Malcolm Smith FBIS, November 2006

At a British Interplanetary Society symposium in May this year, Unidentified Flying Objects (UFOs) made an appearance in relation to ancient contact myths in Earth's history, the latter an area which historian Zecharia Sitchin explored in several books. This got Astronautical Evolution's editor thinking about this controversial issue, and he asked me to write something about my thoughts on the debate. It's very flattering to be asked to write a "guest" contribution; hopefully I can do it justice, an admittedly impossible task in anything less than a scholarly book.

The Search for Extra-Terrestrial Intelligence (SETI) has, for the main, been conducted by listening for ET's radio signals, using radio telescopes. Radio SETI pioneers like Frank Drake (who started out in 1960, and is father of the famous Drake equation) and Jill Tarter (on whom Jodie Foster's character in the film "Contact" is based) like to quote the mantra "absence of evidence is not evidence of absence" in their search for ET, which admittedly is difficult to refute. Whilst several intriguing signals have been received (e.g. 1977's "Wow" signal), nothing firm emerged that has ever got the scientific collective to raise its hands and say "we are convinced". (Perhaps a result of the sceptical nature of science, a philosophical discipline constantly refining itself, and the definition of objective reality? But, dear reader, I digress.)

Criticisms levelled at traditional SETI include the assumptions that aliens would use radio signals to communicate, they would target signals at our planet, they would use similar (even compatible?) technologies, or even that chronologically either they -- or us -- exist at differing times in the universe's history, so advanced societies have already become extinct, or else we are currently the most advanced intelligent species, and other habitable nearby planets have less-technologically-developed life. Of course, perhaps our instrumentation is not sensitive enough yet to pick up fleeting signals within Earth's radio noise, etc. Speculation is endless.

_STORED RECORDS_
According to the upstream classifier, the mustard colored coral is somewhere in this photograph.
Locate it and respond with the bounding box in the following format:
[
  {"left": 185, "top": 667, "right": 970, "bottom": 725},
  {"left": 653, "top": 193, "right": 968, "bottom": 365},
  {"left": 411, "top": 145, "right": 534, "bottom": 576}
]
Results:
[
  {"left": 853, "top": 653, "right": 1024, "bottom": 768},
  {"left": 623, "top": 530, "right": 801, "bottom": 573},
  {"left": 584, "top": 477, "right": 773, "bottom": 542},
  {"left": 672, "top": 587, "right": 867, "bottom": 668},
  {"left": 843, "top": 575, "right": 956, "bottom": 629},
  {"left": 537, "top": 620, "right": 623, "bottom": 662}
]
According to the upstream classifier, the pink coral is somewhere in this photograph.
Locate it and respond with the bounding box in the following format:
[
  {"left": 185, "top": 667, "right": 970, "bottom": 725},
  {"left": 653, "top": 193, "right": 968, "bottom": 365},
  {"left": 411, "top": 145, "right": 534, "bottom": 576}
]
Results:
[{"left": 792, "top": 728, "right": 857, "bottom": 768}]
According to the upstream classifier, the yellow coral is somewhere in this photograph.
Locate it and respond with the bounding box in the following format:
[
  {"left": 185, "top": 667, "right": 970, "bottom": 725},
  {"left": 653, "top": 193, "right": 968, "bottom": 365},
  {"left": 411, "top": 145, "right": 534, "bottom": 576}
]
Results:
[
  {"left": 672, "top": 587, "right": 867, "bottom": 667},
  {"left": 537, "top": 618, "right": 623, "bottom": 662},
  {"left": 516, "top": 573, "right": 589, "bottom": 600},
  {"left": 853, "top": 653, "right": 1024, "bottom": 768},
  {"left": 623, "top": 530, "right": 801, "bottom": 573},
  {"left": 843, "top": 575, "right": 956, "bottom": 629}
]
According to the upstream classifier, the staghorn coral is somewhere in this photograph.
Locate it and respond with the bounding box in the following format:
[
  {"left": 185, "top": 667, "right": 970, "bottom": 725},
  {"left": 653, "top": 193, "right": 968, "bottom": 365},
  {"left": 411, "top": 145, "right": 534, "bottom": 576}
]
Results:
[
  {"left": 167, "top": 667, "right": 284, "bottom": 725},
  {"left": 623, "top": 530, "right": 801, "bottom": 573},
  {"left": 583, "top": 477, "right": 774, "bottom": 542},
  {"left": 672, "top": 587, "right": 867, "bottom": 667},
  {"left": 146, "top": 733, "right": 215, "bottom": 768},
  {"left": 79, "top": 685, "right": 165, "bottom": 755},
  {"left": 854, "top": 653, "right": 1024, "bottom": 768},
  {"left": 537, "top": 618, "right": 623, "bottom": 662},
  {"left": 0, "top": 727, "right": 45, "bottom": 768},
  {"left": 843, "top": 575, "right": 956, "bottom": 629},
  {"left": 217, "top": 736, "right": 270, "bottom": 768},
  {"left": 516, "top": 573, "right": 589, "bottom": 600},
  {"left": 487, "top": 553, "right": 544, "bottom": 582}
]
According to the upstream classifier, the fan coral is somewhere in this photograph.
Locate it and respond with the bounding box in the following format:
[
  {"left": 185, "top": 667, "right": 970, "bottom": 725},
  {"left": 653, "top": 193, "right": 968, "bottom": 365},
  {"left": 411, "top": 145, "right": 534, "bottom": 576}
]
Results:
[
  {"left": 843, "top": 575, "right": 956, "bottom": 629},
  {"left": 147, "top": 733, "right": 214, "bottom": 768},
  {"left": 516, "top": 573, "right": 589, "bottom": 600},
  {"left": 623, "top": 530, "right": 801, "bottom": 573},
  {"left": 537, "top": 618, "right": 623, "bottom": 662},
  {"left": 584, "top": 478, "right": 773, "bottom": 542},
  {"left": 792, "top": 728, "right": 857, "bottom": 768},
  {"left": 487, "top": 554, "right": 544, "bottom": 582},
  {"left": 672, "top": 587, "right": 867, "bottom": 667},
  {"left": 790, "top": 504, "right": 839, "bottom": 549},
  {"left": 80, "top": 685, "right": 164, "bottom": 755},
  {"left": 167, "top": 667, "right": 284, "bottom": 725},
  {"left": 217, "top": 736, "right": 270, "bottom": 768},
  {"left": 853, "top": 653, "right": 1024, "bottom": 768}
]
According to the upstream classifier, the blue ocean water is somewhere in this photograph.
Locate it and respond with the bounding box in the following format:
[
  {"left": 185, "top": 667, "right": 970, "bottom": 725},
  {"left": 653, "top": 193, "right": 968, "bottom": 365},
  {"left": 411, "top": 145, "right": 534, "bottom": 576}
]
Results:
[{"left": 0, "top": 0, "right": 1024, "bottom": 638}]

_THE REQUEST_
In the piece on SETI, rewrite the part from "The Search for" to "reader, I digress.)", swapping "radio telescopes" for "large dish antennas".

_FULL RESPONSE_
The Search for Extra-Terrestrial Intelligence (SETI) has, for the main, been conducted by listening for ET's radio signals, using large dish antennas. Radio SETI pioneers like Frank Drake (who started out in 1960, and is father of the famous Drake equation) and Jill Tarter (on whom Jodie Foster's character in the film "Contact" is based) like to quote the mantra "absence of evidence is not evidence of absence" in their search for ET, which admittedly is difficult to refute. Whilst several intriguing signals have been received (e.g. 1977's "Wow" signal), nothing firm emerged that has ever got the scientific collective to raise its hands and say "we are convinced". (Perhaps a result of the sceptical nature of science, a philosophical discipline constantly refining itself, and the definition of objective reality? But, dear reader, I digress.)